● **LISTA DE EXERCÍCIOS**
1. Em que ano foi inaugurada a Estação Pedro Nolasco, segundo o texto sobre os catraeiros?
2. No texto sobre os catraeiros, transcreva o trecho que começa nas palavras "Porto de Vitória versus" e vai até as palavras "base dessa sobrevivência.", inclusive.
3. Prossiga com o texto sobre os catraeiros, escrevendo a partir da última frase apresentada.

Porto de Vitória versus catraeiros em 2012



Os catraeiros conduzem as catraias ‑ pequenas embarcações – transportando passageiros e mercadorias de pequeno porte. Eles estão na Baia de Vitória desde a colonização portuguesa convivendo com um porto virtual que se consolida a partir dos anos de 1920. Há noticia que nos anos de 1630 o “porto” era um sucesso no transporte da produção de açúcar dos cristãos novos estabelecidos no Espírito Santo. Essa intensa atividade portuária não durou muito. Sabe-se que no tempo da província vários tipos de embarcação: canoas, escaleres e sumacas e ancoradouros espalhados na orla da baia asseguravam a sobrevivência da pequena produção agrícola e de outros gêneros comerciáveis da “Grande Vitória”. Os catraeiros estavam na base dessa sobrevivência.
Anos 1920, início da construção do Porto de Vitória, Foto DAU/Ufes

O transporte hidroviário consistia na única forma de translado entre Vila Velha, Cariacica, Vitória, inclusive das viagens pelos Rios Jucu e Santa Maria. De acordo com relatos dos antigos habitantes e viajantes era intensa a circulação da população e de mercadorias através da Baia de Vitória. Com a inauguração da Estação Ferroviária Leopoldina em 1895 e da Estação Pedro Nolasco em 1905 foram os catraeiros que conduziram passageiros e suas bagagens.

● **MATERIAL**
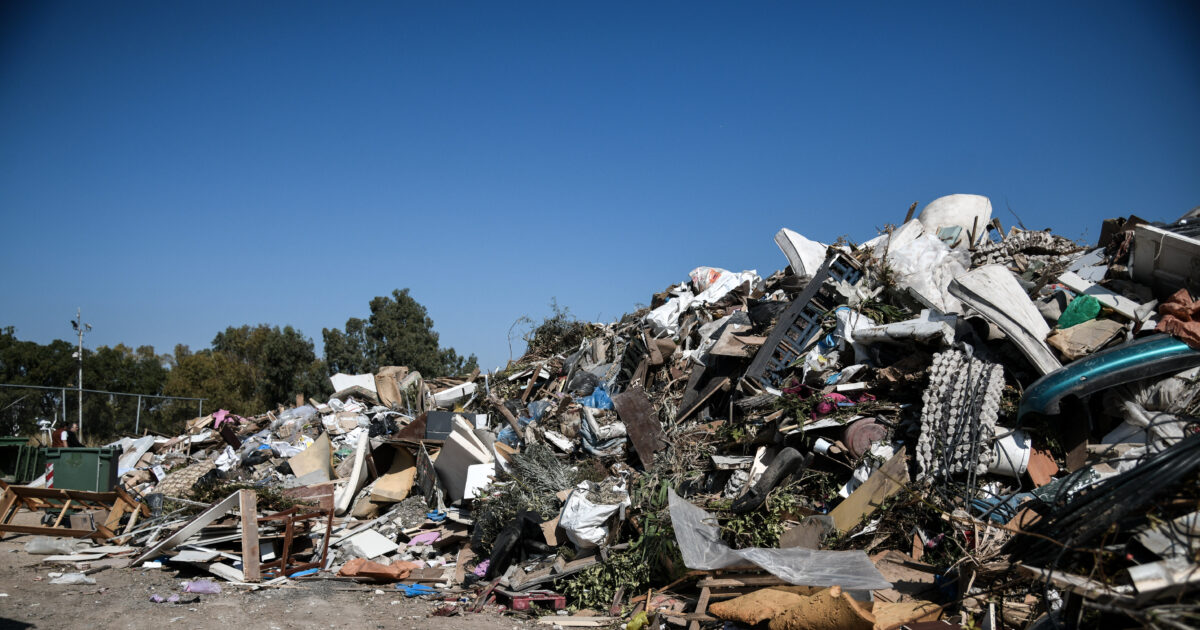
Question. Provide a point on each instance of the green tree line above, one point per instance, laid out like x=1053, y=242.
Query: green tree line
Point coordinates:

● **RESPOSTAS**
1. Em 1905.

2.
Porto de Vitória versus catraeiros em 2012



Os catraeiros conduzem as catraias ‑ pequenas embarcações – transportando passageiros e mercadorias de pequeno porte. Eles estão na Baia de Vitória desde a colonização portuguesa convivendo com um porto virtual que se consolida a partir dos anos de 1920. Há noticia que nos anos de 1630 o “porto” era um sucesso no transporte da produção de açúcar dos cristãos novos estabelecidos no Espírito Santo. Essa intensa atividade portuária não durou muito. Sabe-se que no tempo da província vários tipos de embarcação: canoas, escaleres e sumacas e ancoradouros espalhados na orla da baia asseguravam a sobrevivência da pequena produção agrícola e de outros gêneros comerciáveis da “Grande Vitória”. Os catraeiros estavam na base dessa sobrevivência.

3.
Cais do Imperador em 1909, ref. Biblioteca Central
O Cais do Imperador alinhado à escadaria do Palácio Anchieta era um dos pontos de embarque e desembarque de passageiros mais movimentados; hoje faz parte do cais comercial.
Catraeiros atuando na área da estação ferroviária Leopoldina. Fpto de E. D'Oliver. ref. IPHAN, Século XIX

A inclusão do Espírito Santo no mapa do desenvolvimento brasileiro ocorreu lentamente. A infra-estrutura que alavancou esse progresso deveu-se à institucionalização do porto de Vitória em 1906, a sua modernização 1924-40, a construção das pontes metálicas (1928); aos aterros sucessivos desde o fim do Século XIX aos anos de 1940 (porto comercial); 1951-54 (Esplanada Capixaba); anos de 1970 (Terminal Flexibrás e Vila Rubim). Contudo, relativamente ao porto foi obstruída a fruição coletiva do mar de metade da frente aquática da região central de Vitória.
Os catraeiros antes ocupavam o Cais de Aribiri, de Capuaba, de Carvão, de Atalaia, do Jabour, do Paul, de Jaburuna em Vila Velha, e em Vitória, o Cais do Comercio, do Batalha, do Azambuja, do Imperador ou das colunas (alinhado à escadaria do Palácio Anchieta), do Santíssimo, Cais Novo e dos Jesuítas, também conhecido como Porto dos Padres.
Com a institucionalização do Cais Comercial de Vitória, e depois dos cais de Vila Velha, esses barqueiros ficaram limitados a ocupar alguns pontos em Vitória e em Vila Velha. Há alguns anos utilizam instalações precárias como atracadouro, embarque e desembarque.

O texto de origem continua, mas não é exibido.